(Auszug)
· · · ·

Das AG wendet hier Art. 14 EGBGB (allgemeine Ehewirkungen) an. Die hM
qualifiziert das Rechtsinstitut dagegen zutreffend scheidungsrechtlich,
würde also Art. 17 EGBGB anwenden, s. dazu
BGHZ 47, 324
(was aber ebenfalls zur Anwendung von Art. 14 EGBGB führt). Zu prüfen wäre
dann noch - was das AG hier ebenfalls unterläßt - die Frage, ob das
italienische Recht die Verweisung annimmt, da die Verweisung gem. Art. 4
Abs. 1 EGBGB Gesamtverweisung ist. Die ist allerdings der Fall (Art.
31 ital. IPR-Gesetz).
Zutreffend bejaht das AG seine Zuständigkeit nach
Art. 3 der Brüssel II-VO.
©sl 2007
Tatbestand:
Die Parteien sind italienische Staatsbürger, welche am 16.7.1998 in
Leverkusen geheiratet und seitdem hier zusammen gelebt haben. Aus der Ehe
stammen die Kinder XXX geboren am 23.6.1999 und XXX geboren am 7.9.2001. Am
25.6.2006 haben sich die Parteien einvernehmlich getrennt. Der Antragsteller
ist ausgezogen. Die Antragstellerin blieb mit den Kindern in der bisherigen
Ehewohnung.

· · · ·

(Aufgeführte Einträge)

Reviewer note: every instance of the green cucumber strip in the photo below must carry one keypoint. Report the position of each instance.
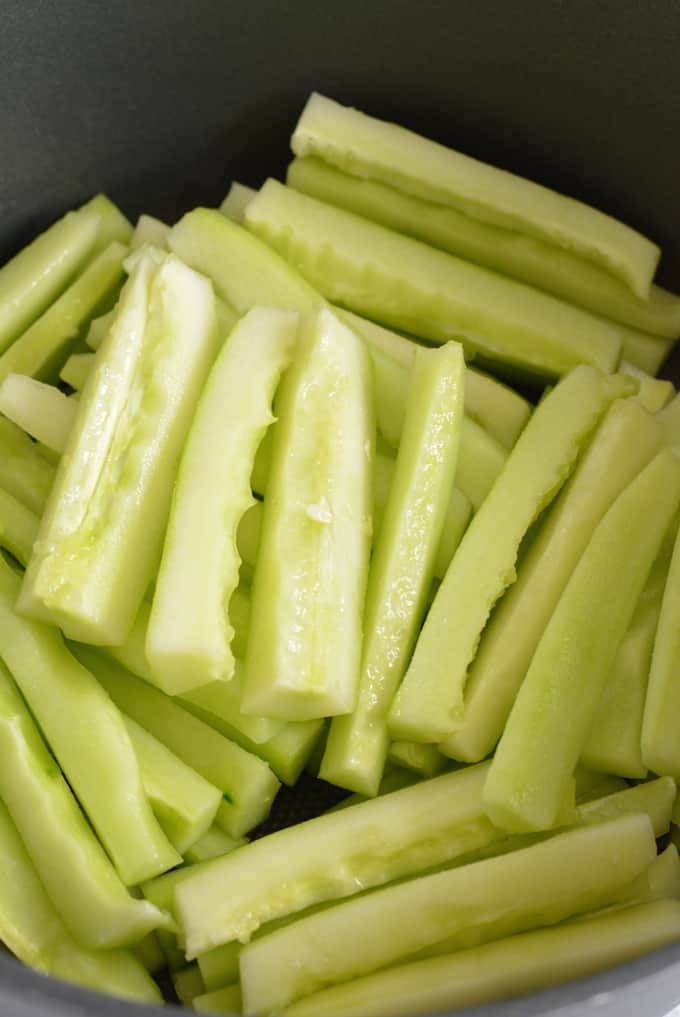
(188, 640)
(40, 409)
(96, 755)
(656, 797)
(429, 704)
(24, 473)
(42, 350)
(183, 801)
(31, 928)
(511, 966)
(367, 147)
(220, 966)
(424, 760)
(234, 204)
(624, 442)
(247, 783)
(481, 461)
(414, 828)
(188, 984)
(402, 566)
(213, 843)
(223, 700)
(76, 370)
(99, 330)
(558, 699)
(18, 527)
(614, 743)
(310, 577)
(103, 527)
(645, 351)
(660, 752)
(551, 881)
(149, 230)
(654, 393)
(77, 876)
(40, 273)
(457, 516)
(227, 1000)
(511, 253)
(407, 285)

· · · ·

(Gestellte Aufgabe 1)
Beantworten Sie anhand des Auszugs diese Fragen:
(a) Welchen Artikel des EGBGB wendet das AG an?
(b) Nach welcher Vorschrift bejaht das AG seine Zuständigkeit?
(c) An welchem Datum haben sich die Parteien getrennt?
(Gestellte Aufgabe 2)
Geben Sie den Auszug von "Zutreffend bejaht das" bis "Ehewohnung." einschließlich wortgetreu wieder.

(Richtige Antwort 1)
(a) Das AG wendet Art. 14 EGBGB an.
(b) Das AG bejaht seine Zuständigkeit nach Art. 3 der Brüssel II-VO.
(c) Die Parteien haben sich am 25.6.2006 getrennt.

(Richtige Antwort 2)
Zutreffend bejaht das AG seine Zuständigkeit nach
Art. 3 der Brüssel II-VO.
©sl 2007
Tatbestand:
Die Parteien sind italienische Staatsbürger, welche am 16.7.1998 in
Leverkusen geheiratet und seitdem hier zusammen gelebt haben. Aus der Ehe
stammen die Kinder XXX geboren am 23.6.1999 und XXX geboren am 7.9.2001. Am
25.6.2006 haben sich die Parteien einvernehmlich getrennt. Der Antragsteller
ist ausgezogen. Die Antragstellerin blieb mit den Kindern in der bisherigen
Ehewohnung.